== YOUR INSTRUCTIONS ==
Drop the pictures, then repeat every record exactly as it stands.

Records from a dataset:
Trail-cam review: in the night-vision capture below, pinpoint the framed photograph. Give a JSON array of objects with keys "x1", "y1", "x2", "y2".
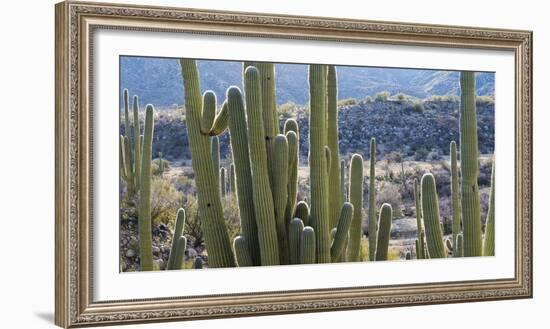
[{"x1": 55, "y1": 1, "x2": 532, "y2": 327}]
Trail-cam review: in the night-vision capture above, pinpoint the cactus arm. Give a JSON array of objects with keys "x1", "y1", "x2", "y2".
[
  {"x1": 300, "y1": 226, "x2": 316, "y2": 264},
  {"x1": 137, "y1": 105, "x2": 155, "y2": 271},
  {"x1": 289, "y1": 218, "x2": 305, "y2": 264},
  {"x1": 346, "y1": 154, "x2": 364, "y2": 262},
  {"x1": 209, "y1": 101, "x2": 229, "y2": 136},
  {"x1": 327, "y1": 66, "x2": 343, "y2": 229},
  {"x1": 455, "y1": 233, "x2": 464, "y2": 257},
  {"x1": 132, "y1": 95, "x2": 141, "y2": 190},
  {"x1": 233, "y1": 235, "x2": 254, "y2": 267},
  {"x1": 166, "y1": 208, "x2": 186, "y2": 270},
  {"x1": 483, "y1": 160, "x2": 495, "y2": 256},
  {"x1": 450, "y1": 141, "x2": 462, "y2": 257},
  {"x1": 330, "y1": 202, "x2": 354, "y2": 262},
  {"x1": 375, "y1": 203, "x2": 393, "y2": 261},
  {"x1": 171, "y1": 236, "x2": 187, "y2": 270},
  {"x1": 420, "y1": 173, "x2": 446, "y2": 258},
  {"x1": 284, "y1": 126, "x2": 299, "y2": 229},
  {"x1": 459, "y1": 71, "x2": 483, "y2": 257},
  {"x1": 123, "y1": 89, "x2": 133, "y2": 171},
  {"x1": 120, "y1": 135, "x2": 127, "y2": 182},
  {"x1": 243, "y1": 67, "x2": 281, "y2": 266},
  {"x1": 340, "y1": 159, "x2": 347, "y2": 202},
  {"x1": 122, "y1": 135, "x2": 135, "y2": 196},
  {"x1": 273, "y1": 134, "x2": 290, "y2": 264},
  {"x1": 226, "y1": 86, "x2": 261, "y2": 265},
  {"x1": 445, "y1": 238, "x2": 453, "y2": 255},
  {"x1": 368, "y1": 138, "x2": 377, "y2": 261},
  {"x1": 200, "y1": 91, "x2": 217, "y2": 134},
  {"x1": 180, "y1": 59, "x2": 235, "y2": 268},
  {"x1": 308, "y1": 64, "x2": 331, "y2": 263}
]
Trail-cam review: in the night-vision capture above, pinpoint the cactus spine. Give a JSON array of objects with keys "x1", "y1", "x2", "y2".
[
  {"x1": 138, "y1": 105, "x2": 155, "y2": 271},
  {"x1": 243, "y1": 67, "x2": 280, "y2": 265},
  {"x1": 308, "y1": 64, "x2": 331, "y2": 264},
  {"x1": 331, "y1": 202, "x2": 354, "y2": 262},
  {"x1": 421, "y1": 173, "x2": 446, "y2": 258},
  {"x1": 450, "y1": 141, "x2": 462, "y2": 257},
  {"x1": 459, "y1": 71, "x2": 482, "y2": 257},
  {"x1": 483, "y1": 160, "x2": 495, "y2": 256},
  {"x1": 327, "y1": 65, "x2": 343, "y2": 229},
  {"x1": 273, "y1": 134, "x2": 290, "y2": 264},
  {"x1": 368, "y1": 138, "x2": 377, "y2": 261},
  {"x1": 346, "y1": 154, "x2": 364, "y2": 262},
  {"x1": 375, "y1": 203, "x2": 393, "y2": 261},
  {"x1": 233, "y1": 235, "x2": 253, "y2": 267},
  {"x1": 179, "y1": 59, "x2": 235, "y2": 268},
  {"x1": 300, "y1": 226, "x2": 316, "y2": 264},
  {"x1": 167, "y1": 208, "x2": 186, "y2": 270},
  {"x1": 289, "y1": 218, "x2": 305, "y2": 264},
  {"x1": 414, "y1": 179, "x2": 425, "y2": 259}
]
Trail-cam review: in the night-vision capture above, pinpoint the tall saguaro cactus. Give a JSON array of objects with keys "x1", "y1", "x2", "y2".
[
  {"x1": 450, "y1": 141, "x2": 462, "y2": 257},
  {"x1": 308, "y1": 64, "x2": 331, "y2": 264},
  {"x1": 483, "y1": 161, "x2": 495, "y2": 256},
  {"x1": 243, "y1": 67, "x2": 280, "y2": 265},
  {"x1": 346, "y1": 154, "x2": 363, "y2": 262},
  {"x1": 327, "y1": 65, "x2": 343, "y2": 229},
  {"x1": 459, "y1": 71, "x2": 482, "y2": 257},
  {"x1": 414, "y1": 179, "x2": 425, "y2": 259},
  {"x1": 138, "y1": 105, "x2": 155, "y2": 271},
  {"x1": 272, "y1": 134, "x2": 290, "y2": 264},
  {"x1": 421, "y1": 173, "x2": 446, "y2": 258},
  {"x1": 179, "y1": 59, "x2": 235, "y2": 268},
  {"x1": 132, "y1": 95, "x2": 141, "y2": 190},
  {"x1": 375, "y1": 203, "x2": 393, "y2": 261},
  {"x1": 368, "y1": 138, "x2": 377, "y2": 261}
]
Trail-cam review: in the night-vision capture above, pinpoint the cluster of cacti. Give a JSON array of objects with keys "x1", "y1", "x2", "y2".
[
  {"x1": 413, "y1": 71, "x2": 495, "y2": 260},
  {"x1": 120, "y1": 90, "x2": 144, "y2": 197},
  {"x1": 175, "y1": 60, "x2": 397, "y2": 267}
]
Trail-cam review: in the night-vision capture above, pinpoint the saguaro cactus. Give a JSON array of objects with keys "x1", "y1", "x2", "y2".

== OUTPUT ==
Trail-cam review: in the night-vision capture below, pinpoint the framed photograph. Give a JSON array of objects with keys "x1", "y1", "x2", "y2".
[{"x1": 55, "y1": 1, "x2": 532, "y2": 327}]
Trail-cam review: in the night-vision capture above, pinpoint the cactus arm. Give a JSON array of objects with keys "x1", "y1", "x2", "y2".
[
  {"x1": 300, "y1": 226, "x2": 316, "y2": 264},
  {"x1": 137, "y1": 105, "x2": 155, "y2": 271},
  {"x1": 289, "y1": 218, "x2": 305, "y2": 264},
  {"x1": 346, "y1": 154, "x2": 364, "y2": 262},
  {"x1": 209, "y1": 101, "x2": 229, "y2": 136},
  {"x1": 327, "y1": 66, "x2": 343, "y2": 229},
  {"x1": 455, "y1": 233, "x2": 464, "y2": 257},
  {"x1": 132, "y1": 95, "x2": 141, "y2": 190},
  {"x1": 233, "y1": 235, "x2": 254, "y2": 267},
  {"x1": 166, "y1": 208, "x2": 186, "y2": 270},
  {"x1": 483, "y1": 160, "x2": 495, "y2": 256},
  {"x1": 450, "y1": 141, "x2": 462, "y2": 257},
  {"x1": 330, "y1": 202, "x2": 354, "y2": 262},
  {"x1": 375, "y1": 203, "x2": 393, "y2": 261},
  {"x1": 171, "y1": 236, "x2": 187, "y2": 270},
  {"x1": 420, "y1": 173, "x2": 446, "y2": 258},
  {"x1": 284, "y1": 126, "x2": 299, "y2": 229},
  {"x1": 459, "y1": 71, "x2": 483, "y2": 257},
  {"x1": 123, "y1": 89, "x2": 133, "y2": 171},
  {"x1": 120, "y1": 135, "x2": 127, "y2": 182},
  {"x1": 243, "y1": 67, "x2": 281, "y2": 266},
  {"x1": 340, "y1": 159, "x2": 347, "y2": 202},
  {"x1": 122, "y1": 135, "x2": 135, "y2": 196},
  {"x1": 273, "y1": 134, "x2": 290, "y2": 264},
  {"x1": 226, "y1": 86, "x2": 261, "y2": 265},
  {"x1": 445, "y1": 238, "x2": 453, "y2": 255},
  {"x1": 368, "y1": 138, "x2": 377, "y2": 261},
  {"x1": 200, "y1": 91, "x2": 217, "y2": 134},
  {"x1": 180, "y1": 59, "x2": 235, "y2": 268},
  {"x1": 308, "y1": 64, "x2": 331, "y2": 263}
]
Trail-cam review: in the night-vision capture above, pinpoint the cactus spine. Give a JSON array of objects with keys "x1", "y1", "x2", "y2".
[
  {"x1": 138, "y1": 105, "x2": 155, "y2": 271},
  {"x1": 243, "y1": 67, "x2": 280, "y2": 265},
  {"x1": 308, "y1": 64, "x2": 331, "y2": 264},
  {"x1": 331, "y1": 202, "x2": 354, "y2": 262},
  {"x1": 421, "y1": 173, "x2": 446, "y2": 258},
  {"x1": 450, "y1": 141, "x2": 462, "y2": 257},
  {"x1": 459, "y1": 71, "x2": 482, "y2": 257},
  {"x1": 483, "y1": 160, "x2": 495, "y2": 256},
  {"x1": 327, "y1": 65, "x2": 343, "y2": 229},
  {"x1": 273, "y1": 134, "x2": 290, "y2": 264},
  {"x1": 368, "y1": 138, "x2": 377, "y2": 261},
  {"x1": 346, "y1": 154, "x2": 364, "y2": 262},
  {"x1": 375, "y1": 203, "x2": 393, "y2": 261},
  {"x1": 233, "y1": 235, "x2": 253, "y2": 267},
  {"x1": 179, "y1": 59, "x2": 235, "y2": 268},
  {"x1": 300, "y1": 226, "x2": 316, "y2": 264},
  {"x1": 167, "y1": 208, "x2": 186, "y2": 270},
  {"x1": 289, "y1": 218, "x2": 305, "y2": 264},
  {"x1": 414, "y1": 179, "x2": 425, "y2": 259}
]
Trail-cam review: in the night-vision capture above, pinpoint the tall saguaro cactus. Give a JSON array of objects with keys "x1", "y1", "x2", "y2".
[
  {"x1": 450, "y1": 141, "x2": 462, "y2": 257},
  {"x1": 308, "y1": 64, "x2": 331, "y2": 264},
  {"x1": 483, "y1": 161, "x2": 495, "y2": 256},
  {"x1": 243, "y1": 67, "x2": 280, "y2": 265},
  {"x1": 346, "y1": 154, "x2": 363, "y2": 262},
  {"x1": 327, "y1": 65, "x2": 343, "y2": 229},
  {"x1": 459, "y1": 71, "x2": 482, "y2": 257},
  {"x1": 414, "y1": 179, "x2": 425, "y2": 259},
  {"x1": 138, "y1": 105, "x2": 155, "y2": 271},
  {"x1": 272, "y1": 134, "x2": 290, "y2": 264},
  {"x1": 421, "y1": 173, "x2": 446, "y2": 258},
  {"x1": 179, "y1": 59, "x2": 235, "y2": 268},
  {"x1": 132, "y1": 95, "x2": 141, "y2": 190},
  {"x1": 375, "y1": 203, "x2": 393, "y2": 261},
  {"x1": 368, "y1": 138, "x2": 377, "y2": 261}
]
Trail-cam review: in the night-vision capture above, pinpoint the cluster of cacti. Give a JSON array of objects with keys "x1", "y1", "x2", "y2".
[
  {"x1": 413, "y1": 71, "x2": 495, "y2": 260},
  {"x1": 120, "y1": 90, "x2": 144, "y2": 197},
  {"x1": 175, "y1": 60, "x2": 397, "y2": 267}
]
Trail-cam review: in the night-vision capture above, pinpoint the saguaro cactus. Give a JSON array of objects with keys "x1", "y1", "x2", "y2".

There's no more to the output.